- **TEXT EXCERPT**:
Do the people of Newark matter?

Christie to Newark: You don't matter
Christie to Newark: You don’t matter

What the residents of Newark and other cities understandably do not wish to accept is a harsh, basic fact of political life in New Jersey: They do not matter. While Cami Anderson, the much-hated, state-appointed superintendent of city schools, insists her plans to close neighborhood schools and open new charters are supported by all but a vocal minority, that is clearly an artifice she has promoted as a public relations strategy.  Slothful, clueless, and, in the case of The Star-Ledger and NJTV, fawning, media representatives go along with the lie and make it seem real.

The truth, of course, is that the voters of the city of Newark held a referendum on Cami Anderson last May and she lost badly. Despite the expenditure of $5 million by Anderson supporters, despite the candidacy of an articulate and non-threatening Shavar Jeffries, despite a libelous campaign directed against Ras Baraka, the people of the city loudly said “No!” to Anderson and her “One Newark” plan to eliminate, not just neighborhood schools, but viable neighborhoods.

The people spoke but the voice of the people didn’t matter because the people of Newark do not matter politically to the rest of the state.

The expectation was that, after Baraka’s victory, Anderson’s political cred was so worthless that she had to resign. This would be true, certainly, in suburban New Jersey. Indeed, it probably would be true in any place on earth where democracy is treated as a serious form of government. Countlessly over the course of my career, I have seen severely repudiated public officials  step down after such a humiliation with comments like, “I can no longer serve without the support and confidence of the people.”

That’s what happens in the white world. The world outside New Jersey’s cities.

Baraka himself was fooled  by such a reasonable expectation. So were the leaders of the Newark Teachers Union and the New Jersey Education Association, all of whom were convinced Anderson could not withstand such an obvious repudiation. They frittered away the crucially important last weeks of May, during which they could have taken to the streets, because they believed Anderson would leave.

They were conned, gamed, and yes, humiliated.  Shamefully so.

- **WHAT THE TASK REQUIRES**:
Please copy out the passage of the Newark opinion piece starting at "Christie to Newark: You don't" and ending at "it seem real.".

- **SOURCE MATERIAL**:
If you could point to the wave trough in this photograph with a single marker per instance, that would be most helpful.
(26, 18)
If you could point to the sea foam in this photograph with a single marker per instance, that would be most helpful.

- **ANSWER TO THE PROBLEM**:
Christie to Newark: You don't matter
Christie to Newark: You don’t matter

What the residents of Newark and other cities understandably do not wish to accept is a harsh, basic fact of political life in New Jersey: They do not matter. While Cami Anderson, the much-hated, state-appointed superintendent of city schools, insists her plans to close neighborhood schools and open new charters are supported by all but a vocal minority, that is clearly an artifice she has promoted as a public relations strategy.  Slothful, clueless, and, in the case of The Star-Ledger and NJTV, fawning, media representatives go along with the lie and make it seem real.